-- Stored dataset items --

----

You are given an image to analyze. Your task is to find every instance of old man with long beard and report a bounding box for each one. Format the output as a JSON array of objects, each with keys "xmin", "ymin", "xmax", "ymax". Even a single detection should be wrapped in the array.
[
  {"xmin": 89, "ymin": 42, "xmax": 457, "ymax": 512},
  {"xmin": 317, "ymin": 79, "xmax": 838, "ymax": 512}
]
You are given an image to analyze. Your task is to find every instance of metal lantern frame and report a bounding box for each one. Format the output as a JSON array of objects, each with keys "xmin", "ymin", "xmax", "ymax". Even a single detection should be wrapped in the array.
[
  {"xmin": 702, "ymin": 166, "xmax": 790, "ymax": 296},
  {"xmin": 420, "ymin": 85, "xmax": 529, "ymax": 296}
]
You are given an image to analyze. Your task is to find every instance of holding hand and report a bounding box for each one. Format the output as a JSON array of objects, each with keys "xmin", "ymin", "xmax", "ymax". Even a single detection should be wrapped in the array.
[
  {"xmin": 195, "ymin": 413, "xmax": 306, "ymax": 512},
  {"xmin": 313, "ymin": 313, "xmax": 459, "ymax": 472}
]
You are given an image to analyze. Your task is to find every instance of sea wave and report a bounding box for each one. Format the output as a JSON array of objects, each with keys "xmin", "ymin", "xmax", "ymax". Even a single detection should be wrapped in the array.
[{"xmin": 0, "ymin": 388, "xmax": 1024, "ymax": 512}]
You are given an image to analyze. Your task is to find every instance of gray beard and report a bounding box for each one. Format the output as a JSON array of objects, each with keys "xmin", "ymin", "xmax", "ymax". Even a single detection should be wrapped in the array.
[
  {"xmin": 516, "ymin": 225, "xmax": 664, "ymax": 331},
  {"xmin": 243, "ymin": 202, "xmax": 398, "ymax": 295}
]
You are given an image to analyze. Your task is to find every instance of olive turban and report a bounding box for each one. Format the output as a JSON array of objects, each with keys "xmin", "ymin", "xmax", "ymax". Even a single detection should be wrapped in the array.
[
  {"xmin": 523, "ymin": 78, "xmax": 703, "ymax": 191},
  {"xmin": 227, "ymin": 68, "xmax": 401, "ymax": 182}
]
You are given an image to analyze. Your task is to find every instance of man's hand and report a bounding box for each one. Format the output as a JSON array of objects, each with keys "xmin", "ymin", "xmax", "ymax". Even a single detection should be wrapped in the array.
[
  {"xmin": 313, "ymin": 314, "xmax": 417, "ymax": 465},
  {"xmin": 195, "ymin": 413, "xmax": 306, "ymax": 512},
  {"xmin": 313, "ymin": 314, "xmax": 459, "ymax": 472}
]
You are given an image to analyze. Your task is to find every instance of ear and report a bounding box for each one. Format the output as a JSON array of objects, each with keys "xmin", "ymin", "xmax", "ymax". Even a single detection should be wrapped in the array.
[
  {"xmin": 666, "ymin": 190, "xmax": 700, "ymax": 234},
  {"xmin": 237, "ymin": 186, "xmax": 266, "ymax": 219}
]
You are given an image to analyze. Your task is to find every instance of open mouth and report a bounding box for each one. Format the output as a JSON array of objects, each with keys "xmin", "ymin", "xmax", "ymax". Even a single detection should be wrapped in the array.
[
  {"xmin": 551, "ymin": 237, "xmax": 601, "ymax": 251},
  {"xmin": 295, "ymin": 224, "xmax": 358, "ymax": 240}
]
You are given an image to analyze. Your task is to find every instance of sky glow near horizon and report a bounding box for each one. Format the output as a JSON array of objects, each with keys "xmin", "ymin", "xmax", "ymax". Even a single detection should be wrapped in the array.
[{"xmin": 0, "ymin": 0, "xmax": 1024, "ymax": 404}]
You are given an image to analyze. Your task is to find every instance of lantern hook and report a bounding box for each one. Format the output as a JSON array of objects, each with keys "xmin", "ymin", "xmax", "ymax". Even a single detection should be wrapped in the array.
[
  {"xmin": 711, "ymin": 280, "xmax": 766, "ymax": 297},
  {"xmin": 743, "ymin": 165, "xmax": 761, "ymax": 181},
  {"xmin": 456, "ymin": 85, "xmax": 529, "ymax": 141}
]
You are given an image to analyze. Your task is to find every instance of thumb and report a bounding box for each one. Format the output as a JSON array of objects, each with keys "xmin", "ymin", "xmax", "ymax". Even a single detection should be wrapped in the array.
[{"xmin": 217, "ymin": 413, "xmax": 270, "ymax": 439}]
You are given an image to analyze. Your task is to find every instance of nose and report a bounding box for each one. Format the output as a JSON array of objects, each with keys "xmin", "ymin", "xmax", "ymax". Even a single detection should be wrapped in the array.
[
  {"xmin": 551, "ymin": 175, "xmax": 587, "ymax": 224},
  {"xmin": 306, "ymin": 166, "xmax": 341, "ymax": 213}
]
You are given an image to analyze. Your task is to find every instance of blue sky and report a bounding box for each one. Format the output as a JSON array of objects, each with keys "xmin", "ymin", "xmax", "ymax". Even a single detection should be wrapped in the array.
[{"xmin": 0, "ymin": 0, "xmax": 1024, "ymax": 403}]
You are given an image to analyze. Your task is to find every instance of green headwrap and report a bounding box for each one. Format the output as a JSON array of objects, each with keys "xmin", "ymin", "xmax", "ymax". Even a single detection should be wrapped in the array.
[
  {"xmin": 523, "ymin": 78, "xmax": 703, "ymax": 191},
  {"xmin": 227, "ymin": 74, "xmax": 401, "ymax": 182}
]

----

-- What is needed --
Transcribe every line of the data, exactly as it stands.

-- Final answer --
You are given an image to analyze. Your task is to find every instance of old man with long beard and report a bounding box for each one. Format the output as a JSON array of objects, each with keys "xmin", "ymin", "xmax", "ymax". Even a single detection should be wrapped in the array.
[
  {"xmin": 89, "ymin": 42, "xmax": 457, "ymax": 512},
  {"xmin": 317, "ymin": 79, "xmax": 838, "ymax": 512}
]
You are given an image to analyze. Your task is to find every instance of metal lantern frame and report a bounding box for each one. Format the output as a JSON array of objects, each with keys "xmin", "ymin", "xmax", "ymax". Even a single detection should be wrapped in the array.
[
  {"xmin": 702, "ymin": 166, "xmax": 790, "ymax": 296},
  {"xmin": 420, "ymin": 85, "xmax": 529, "ymax": 296}
]
You are given an image to analyze. Your task is to find every instance of holding hand and report a bounding box for each one. Format the output as a JSON array of objects, each with keys "xmin", "ymin", "xmax", "ymax". Even a single detection should be wrapped in the array.
[
  {"xmin": 195, "ymin": 413, "xmax": 306, "ymax": 512},
  {"xmin": 313, "ymin": 313, "xmax": 459, "ymax": 472}
]
You are given an image to analyze. Your task is to find every instance of sea wave and report a bounding box for each one. Format the output as a JSON array of objects, each with keys "xmin", "ymin", "xmax", "ymax". Even a single detection should be wrapped in the array.
[{"xmin": 0, "ymin": 388, "xmax": 1024, "ymax": 512}]
You are given an image to analyze. Your task is to find every instance of gray beard and report a bounding box for each one. Format the output as a JSON array of objects, each with keys "xmin", "ymin", "xmax", "ymax". Even a single detection should be wrapped in the array.
[
  {"xmin": 516, "ymin": 225, "xmax": 664, "ymax": 331},
  {"xmin": 243, "ymin": 202, "xmax": 398, "ymax": 295}
]
You are given an image to analyze. Your task is to find every instance of olive turban and report a bounding box for each one. Format the output as a JSON array of objects, each with keys "xmin", "ymin", "xmax", "ymax". Even a single detection should be wrapped in the array.
[
  {"xmin": 523, "ymin": 78, "xmax": 703, "ymax": 191},
  {"xmin": 227, "ymin": 68, "xmax": 401, "ymax": 182}
]
You are given an image to analyze. Your task is to find every instance of man's hand and report a bounding box for each one. Format the output as a JSON array of objects, each with keys "xmin", "ymin", "xmax", "ymax". Even a single detection should be wrapped in the array.
[
  {"xmin": 313, "ymin": 314, "xmax": 417, "ymax": 465},
  {"xmin": 195, "ymin": 413, "xmax": 306, "ymax": 512},
  {"xmin": 313, "ymin": 314, "xmax": 459, "ymax": 472}
]
You are given an image to analyze. Your task is to find every instance of ear and report a bounding box for each one. Format the output as a JSON array of objects, each with keys "xmin", "ymin", "xmax", "ymax". Even a single detection should be wrapped in the array.
[
  {"xmin": 666, "ymin": 190, "xmax": 700, "ymax": 234},
  {"xmin": 237, "ymin": 186, "xmax": 266, "ymax": 219}
]
You are given an image to analyze. Your task is to find every instance of open mouth and report a bounding box for each one. Format the output as a JSON array of objects, each with keys "xmin", "ymin", "xmax", "ymax". Even a single detection should be wrapped in the array.
[
  {"xmin": 551, "ymin": 237, "xmax": 601, "ymax": 251},
  {"xmin": 295, "ymin": 224, "xmax": 358, "ymax": 240}
]
You are given an image to analyze. Your task is to find every instance of sky glow near horizon and report a bounding box for each one. Format the output as a JSON array of objects, each with keys "xmin", "ymin", "xmax", "ymax". Even a single detection should be wrapped in the array.
[{"xmin": 0, "ymin": 0, "xmax": 1024, "ymax": 404}]
You are given an image to analyze. Your task is to find every instance of lantern hook and report a bounding box for each one. Format the output as a JSON array of objects, each with keys "xmin", "ymin", "xmax", "ymax". Even a single detection should be wrapped in the array.
[
  {"xmin": 711, "ymin": 280, "xmax": 766, "ymax": 297},
  {"xmin": 743, "ymin": 165, "xmax": 761, "ymax": 181},
  {"xmin": 456, "ymin": 85, "xmax": 529, "ymax": 141}
]
You are given an image to analyze. Your task is to find every instance of thumb and report a bounding box for each one. Format the output as a JSON array of objects, each with keys "xmin", "ymin", "xmax", "ymax". Even a single detection should be wrapped in the array.
[{"xmin": 217, "ymin": 413, "xmax": 270, "ymax": 439}]
You are given an image to analyze. Your task is to find every instance of nose and report a bounding box for each one. Format the output as a JSON array of objects, each with keys "xmin", "ymin", "xmax", "ymax". Even a single detection should be wrapped in the array.
[
  {"xmin": 551, "ymin": 175, "xmax": 587, "ymax": 224},
  {"xmin": 306, "ymin": 166, "xmax": 341, "ymax": 213}
]
You are given an image to analyze. Your task is to find every instance of blue sky and report a bounding box for each one. Format the output as a JSON array of objects, each with keys "xmin", "ymin", "xmax", "ymax". Even a single detection should be wrapped in the array.
[{"xmin": 0, "ymin": 0, "xmax": 1024, "ymax": 403}]
You are given an image to analyze. Your task is to find every instance of green headwrap and report a bounding box for each one. Format the output as a JSON array of objects, each with keys "xmin", "ymin", "xmax", "ymax". Even a single detection should be wrapped in the array.
[
  {"xmin": 523, "ymin": 78, "xmax": 703, "ymax": 191},
  {"xmin": 227, "ymin": 74, "xmax": 401, "ymax": 182}
]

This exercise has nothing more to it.